What you have to do:
Could you write out the records below exactly as they appear, leaving out any pictures?

Data under study:
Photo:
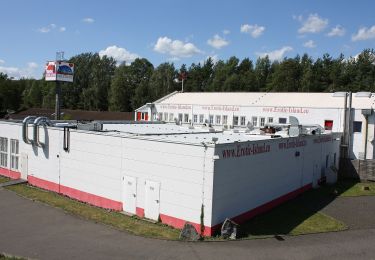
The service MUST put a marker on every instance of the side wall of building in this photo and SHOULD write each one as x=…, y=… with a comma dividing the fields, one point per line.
x=95, y=168
x=251, y=178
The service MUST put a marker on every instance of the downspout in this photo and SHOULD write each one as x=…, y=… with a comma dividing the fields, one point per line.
x=365, y=137
x=350, y=124
x=25, y=130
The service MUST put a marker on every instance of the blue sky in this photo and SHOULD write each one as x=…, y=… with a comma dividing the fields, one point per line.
x=179, y=31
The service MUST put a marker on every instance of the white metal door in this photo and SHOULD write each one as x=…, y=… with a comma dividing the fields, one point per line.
x=152, y=200
x=24, y=166
x=129, y=200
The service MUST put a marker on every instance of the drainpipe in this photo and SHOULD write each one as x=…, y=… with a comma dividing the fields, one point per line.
x=365, y=137
x=345, y=132
x=350, y=123
x=37, y=122
x=25, y=130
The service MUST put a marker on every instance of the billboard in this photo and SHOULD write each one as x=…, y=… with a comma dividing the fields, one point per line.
x=59, y=71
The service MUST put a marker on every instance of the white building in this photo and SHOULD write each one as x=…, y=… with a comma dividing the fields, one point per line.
x=166, y=172
x=237, y=109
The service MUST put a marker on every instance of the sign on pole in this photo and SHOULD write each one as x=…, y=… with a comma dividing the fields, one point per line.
x=59, y=71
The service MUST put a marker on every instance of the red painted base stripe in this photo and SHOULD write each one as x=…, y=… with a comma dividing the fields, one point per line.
x=76, y=194
x=47, y=185
x=179, y=223
x=9, y=173
x=169, y=220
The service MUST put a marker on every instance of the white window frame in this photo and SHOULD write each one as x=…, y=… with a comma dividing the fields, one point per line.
x=243, y=120
x=254, y=121
x=201, y=118
x=14, y=154
x=4, y=152
x=225, y=119
x=262, y=121
x=195, y=118
x=218, y=120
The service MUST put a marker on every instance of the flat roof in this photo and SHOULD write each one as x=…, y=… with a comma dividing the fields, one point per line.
x=270, y=99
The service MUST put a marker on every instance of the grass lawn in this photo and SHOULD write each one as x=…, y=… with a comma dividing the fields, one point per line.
x=299, y=216
x=7, y=257
x=120, y=221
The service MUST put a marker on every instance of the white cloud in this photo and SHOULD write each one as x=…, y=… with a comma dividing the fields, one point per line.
x=254, y=30
x=217, y=42
x=88, y=20
x=313, y=24
x=364, y=33
x=50, y=27
x=309, y=44
x=276, y=54
x=119, y=54
x=30, y=71
x=176, y=48
x=336, y=31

Solution to this exercise:
Photo:
The service MUST put a marker on every instance of the side wall of building in this photo and SHOULD write each one as x=…, y=… with a comma dividing the fields, one point per line.
x=95, y=168
x=251, y=178
The service MUST put a marker on every instance of the downspout in this photo and SHOULD write each one as x=…, y=… with a comma dividing the fields, one point per line.
x=365, y=137
x=350, y=124
x=25, y=130
The service MUST put a marker on every instance of the blue sky in this photo and SHOULD write each one as x=…, y=… with a comma dividing the fields, one point per line.
x=179, y=31
The service MUST put a marker on every instance of the white metal door in this photo and SHOULD write each one as x=…, y=… with a comma dividing the fields, one point per line.
x=152, y=200
x=24, y=166
x=129, y=200
The service MUST put a marker on every instance of the drainpipe in this photo and SHOULD write each one as x=…, y=… with a comma dividing the fields, one point per line.
x=365, y=137
x=345, y=132
x=350, y=123
x=37, y=122
x=25, y=130
The service MUST put a marker on every instance of the billboard in this photo and SHOULD write each one as x=…, y=… with a comma dividing the fields, one point per line.
x=59, y=71
The service MUST put a marker on every instance of the white building in this photo and SHOULD write each one as x=…, y=… with a comma dividing the fields, one point per line.
x=166, y=172
x=237, y=109
The service MUST put a marker on every instance of the sign on pole in this photo and SHOULD write each one as x=…, y=… with a comma dividing the fields, one point per line.
x=59, y=71
The service MUST put a marker on every instance of the red painted base stripe in this photo and SHOULD write each one as x=…, y=… with a comma dividing the fields, one point per line.
x=76, y=194
x=47, y=185
x=179, y=223
x=9, y=173
x=169, y=220
The service MUST put a marker on every instance of the white window frame in this photo and SHOULD write each one as x=…, y=… with a comma dividing the fields, one point per line.
x=243, y=120
x=254, y=121
x=201, y=118
x=14, y=154
x=4, y=152
x=225, y=119
x=262, y=121
x=195, y=118
x=218, y=120
The service MUST put a marker on every instance of the flat roof in this photo and SHOULD write each one as x=…, y=… with a comma dividing the fields, one point per line.
x=270, y=99
The service MUST put a marker on every instance of the grass lawn in this photo and SHOULD write each one as x=…, y=… with a comma dividing the fields, one point per line.
x=299, y=216
x=7, y=257
x=120, y=221
The service MUST put a marker on every instance of the white cloud in this photo and SHOULD write each one as x=…, y=… with a comma dividing the fields, one point per line.
x=254, y=30
x=217, y=42
x=88, y=20
x=313, y=24
x=364, y=33
x=50, y=27
x=309, y=44
x=276, y=54
x=119, y=54
x=30, y=71
x=176, y=48
x=336, y=31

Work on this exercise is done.